__TEXT PROVIDED__.

Ø  Healthcare allied sectors registered a growth of 9.3 % between 2000 -2009.
Ø  In the aviation industry, the domestic passenger traffic registered a growth of 3.32% in the first ten months of 2009, compared to the corresponding period of 2008.
Ø  The country's total telephone subscriber base has increased 3.26 %from 509.03 million in September 2009 to 525.65 million at the end of October 2009.
Ø  BSE Sensex increased by 1.03 % and surged to pre-recession level of 17,000 points.
Ø  Direct tax collections of the present fiscal up to November, 2009 registered growth of 3.71% as compared to same period last fiscal.

The India Economic Summit at New Delhi in November, 2009, with the theme ‘India’s Next Generation of Growth’, marked the 25th year of the World Economic Forum’s engagement in India. Speaking on ‘Resilient India, Dr Manmohan Singh said that the focus was strongly on rapid and inclusive growth. He called for increased private investment and more public - private partnerships in both physical and social infrastructure. India welcomed not only more FDI but also portfolio investment in equity in Indian companies.

As we look to the next generation of growth, critical issues like inclusive development, integration, infrastructure, power, climate change and sustainability are poised to take centre stage.

Stored records:
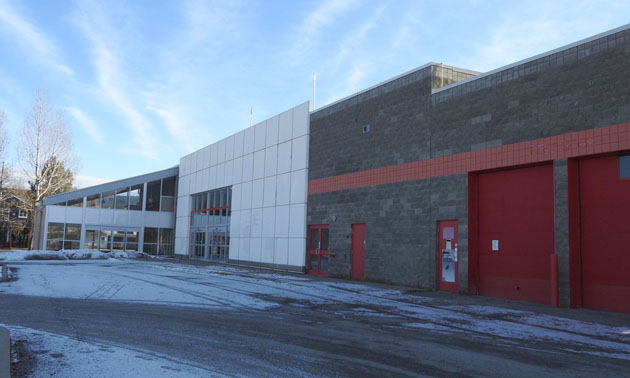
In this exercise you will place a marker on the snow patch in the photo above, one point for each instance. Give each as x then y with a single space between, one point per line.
62 356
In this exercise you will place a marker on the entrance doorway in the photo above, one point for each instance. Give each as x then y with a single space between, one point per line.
358 251
447 256
317 258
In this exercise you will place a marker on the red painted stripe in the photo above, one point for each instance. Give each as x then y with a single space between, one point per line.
211 209
580 143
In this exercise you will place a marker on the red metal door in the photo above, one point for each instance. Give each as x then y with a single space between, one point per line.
516 233
358 251
605 234
447 256
318 249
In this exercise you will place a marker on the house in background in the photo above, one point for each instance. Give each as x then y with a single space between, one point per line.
14 225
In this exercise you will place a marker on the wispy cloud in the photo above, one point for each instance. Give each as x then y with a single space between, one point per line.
86 123
32 40
311 27
528 30
85 181
112 82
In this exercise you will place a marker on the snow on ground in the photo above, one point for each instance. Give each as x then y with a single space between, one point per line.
74 254
229 288
62 356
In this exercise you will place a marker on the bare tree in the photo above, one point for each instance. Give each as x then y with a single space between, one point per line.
45 152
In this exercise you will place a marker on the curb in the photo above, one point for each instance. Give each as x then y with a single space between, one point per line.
5 350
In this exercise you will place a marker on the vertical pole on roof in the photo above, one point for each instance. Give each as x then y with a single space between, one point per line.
314 86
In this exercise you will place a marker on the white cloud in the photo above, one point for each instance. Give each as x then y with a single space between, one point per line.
308 34
112 82
87 124
85 181
33 41
529 30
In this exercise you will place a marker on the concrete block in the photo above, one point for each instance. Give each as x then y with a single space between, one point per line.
5 357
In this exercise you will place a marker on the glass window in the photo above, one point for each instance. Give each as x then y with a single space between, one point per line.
78 202
55 231
135 197
624 166
168 186
53 245
119 241
132 236
105 239
166 236
68 244
122 199
324 246
73 231
153 195
107 201
94 200
150 235
168 204
91 239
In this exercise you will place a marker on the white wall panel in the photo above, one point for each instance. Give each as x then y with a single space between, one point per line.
284 157
243 249
238 144
236 197
255 249
257 193
259 164
229 169
260 131
268 247
248 167
205 179
269 222
299 154
282 221
283 189
213 178
248 143
271 161
237 171
221 152
285 129
220 175
234 246
235 224
272 131
301 120
269 197
229 148
299 182
281 253
246 195
246 224
256 223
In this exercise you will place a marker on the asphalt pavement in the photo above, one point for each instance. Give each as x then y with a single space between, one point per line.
301 338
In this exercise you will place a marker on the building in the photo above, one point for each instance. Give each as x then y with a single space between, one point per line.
512 183
14 225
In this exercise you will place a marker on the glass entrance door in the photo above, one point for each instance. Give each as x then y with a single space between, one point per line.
318 250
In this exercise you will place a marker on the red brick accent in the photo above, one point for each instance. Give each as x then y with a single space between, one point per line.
580 143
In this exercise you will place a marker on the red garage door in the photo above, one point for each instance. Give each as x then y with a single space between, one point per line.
605 232
516 229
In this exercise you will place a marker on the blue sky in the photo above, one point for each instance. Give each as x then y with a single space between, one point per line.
142 83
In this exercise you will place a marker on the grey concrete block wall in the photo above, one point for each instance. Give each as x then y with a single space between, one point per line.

__GOAL A__. Copy the lines of the stored listing from the line containing "In this exercise you will place a marker on the blue" through the end of the listing, both ends included.
__GOAL B__. Continue the passage on India's economic growth from where it stops.

__WRITTEN ANSWER A__.
In this exercise you will place a marker on the blue sky in the photo above, one point for each instance. Give each as x then y with a single space between, one point per line.
142 83
In this exercise you will place a marker on the grey concrete block wall in the photo above, one point for each instance. Give each as x then y with a single space between, one point per line.

__WRITTEN ANSWER B__.
Technology and brand transfer royalty put on automatic route

Of green signals and red carpets…
Great news for those bringing in high end technologies and big brands into the country. The Government of India has reviewed the policy on technology transfer and liberalised the policy on payments.

Henceforth payment of royalty and lump sum fee for transfer of technology and payments, for use of trademark/ brand name will be on the automatic route i.e. without prior approval of the Government. A suitable post-reporting system for technology transfer/collaborations and use of trade mark/ brand name is also being put in place.

Business visas are not work Permits

Right of admission reserved…only bona fide visitors please!


In the last few months, it was noticed by Indian authorities that the country’s liberal Visa regime was being misused by certain country/countries which is/are ‘not very friendly’ with India. Resultantly huge numbers of aliens were being brought in by foreign contractors for execution of projects within India. Not only did this adversely affect the local population’s employment opportunities; much more seriously it compromised the security of the country especially when the influx is from such ‘unfriendly’ geographies. The Indian Government had stepped in to put restrictions to address this potential hazard which unfortunately ended up causing hardship to genuine business travellers as well.
It may be recalled that a foreign national who is already in the country on Business Visa and engaged in executing project/contract had to leave the country by 31.10.2009 and re-enter only with an Employment Visa (“E” Visa). ''B'' Visa cannot be used for employment purposes.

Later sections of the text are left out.